▸ **Records provided**
= = = =

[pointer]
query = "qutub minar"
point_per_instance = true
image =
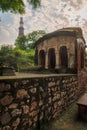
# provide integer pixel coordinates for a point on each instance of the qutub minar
(21, 28)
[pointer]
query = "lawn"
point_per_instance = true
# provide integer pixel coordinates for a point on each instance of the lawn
(68, 121)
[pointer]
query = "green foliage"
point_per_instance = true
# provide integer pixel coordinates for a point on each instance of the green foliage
(16, 6)
(28, 41)
(15, 57)
(35, 3)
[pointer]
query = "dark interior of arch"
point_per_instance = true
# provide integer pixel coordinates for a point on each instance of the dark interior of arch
(51, 58)
(64, 57)
(42, 58)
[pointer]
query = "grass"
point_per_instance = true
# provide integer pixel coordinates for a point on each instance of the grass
(68, 121)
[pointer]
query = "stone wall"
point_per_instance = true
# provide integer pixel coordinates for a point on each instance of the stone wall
(82, 78)
(27, 103)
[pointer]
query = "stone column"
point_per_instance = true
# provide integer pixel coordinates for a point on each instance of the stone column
(57, 59)
(46, 60)
(68, 58)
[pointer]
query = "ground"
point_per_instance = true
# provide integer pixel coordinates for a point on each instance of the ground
(68, 121)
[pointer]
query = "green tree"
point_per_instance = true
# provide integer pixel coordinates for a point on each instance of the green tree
(34, 36)
(15, 57)
(16, 6)
(21, 42)
(27, 42)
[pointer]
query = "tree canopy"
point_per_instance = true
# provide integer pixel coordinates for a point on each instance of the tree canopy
(17, 6)
(28, 41)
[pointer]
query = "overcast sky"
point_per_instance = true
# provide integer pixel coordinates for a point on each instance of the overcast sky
(52, 15)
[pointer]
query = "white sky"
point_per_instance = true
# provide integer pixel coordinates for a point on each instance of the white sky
(51, 16)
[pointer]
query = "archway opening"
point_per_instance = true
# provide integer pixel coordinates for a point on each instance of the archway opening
(42, 58)
(51, 58)
(82, 58)
(63, 57)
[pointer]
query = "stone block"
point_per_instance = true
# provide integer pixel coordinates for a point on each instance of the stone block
(33, 90)
(25, 109)
(5, 118)
(13, 106)
(16, 122)
(4, 87)
(6, 100)
(16, 112)
(22, 93)
(33, 106)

= = = =

▸ **What is being asked**
Word for word, print the material above, but without its pictures.

▸ **Result of this exercise**
[pointer]
query = "qutub minar"
point_per_instance = true
image =
# provide integer pixel coordinates for a point on each instance of the qutub minar
(21, 28)
[pointer]
query = "lawn"
point_per_instance = true
# provide integer pixel coordinates for a point on each instance of the lawn
(68, 121)
[pointer]
query = "green foliage"
point_per_instance = true
# provide integer pixel coordinates for a point on each instance of the green foliage
(16, 6)
(28, 41)
(15, 57)
(35, 3)
[pointer]
query = "dark interior of arch"
point_per_instance = true
# provide integer pixel coordinates for a point on each instance of the dark interior of arch
(51, 58)
(64, 57)
(42, 58)
[pointer]
query = "grass"
point_per_instance = true
# provide integer pixel coordinates for a point on each instance of the grass
(68, 121)
[pointer]
query = "stone wall"
point_per_instance = true
# provide integer pixel coordinates for a point on each instance of the stone wall
(82, 78)
(27, 103)
[pointer]
query = "stone column"
point_per_instance = true
# provide integer pixel coordinates for a point on each instance of the stone column
(57, 59)
(46, 60)
(68, 58)
[pointer]
query = "ground"
point_per_instance = true
# provide integer pixel coordinates for a point on each instance of the ground
(68, 121)
[pointer]
query = "green tree"
point_per_instance = true
# provide integer pixel coordinates for a point on each instance of the green tree
(34, 36)
(15, 57)
(16, 6)
(21, 42)
(27, 42)
[pointer]
query = "tree canopy"
point_per_instance = true
# provide integer pixel coordinates for a point on each instance of the tree canopy
(17, 6)
(28, 41)
[pointer]
query = "overcast sky"
point_per_instance = true
# provide integer pixel coordinates for a point on each instance of the overcast sky
(52, 15)
[pointer]
query = "white sky"
point_per_instance = true
# provide integer pixel coordinates for a point on each instance of the white sky
(51, 16)
[pointer]
query = "archway opening"
point_per_instance = true
# provide integer pixel coordinates for a point on each instance of the archway opening
(42, 58)
(51, 58)
(82, 58)
(63, 57)
[pointer]
query = "stone block"
point_per_instance = true
# provide integer pixel coordinates for a point on each instance of the stone block
(33, 90)
(25, 109)
(5, 118)
(13, 106)
(16, 122)
(4, 87)
(6, 100)
(16, 112)
(22, 93)
(33, 106)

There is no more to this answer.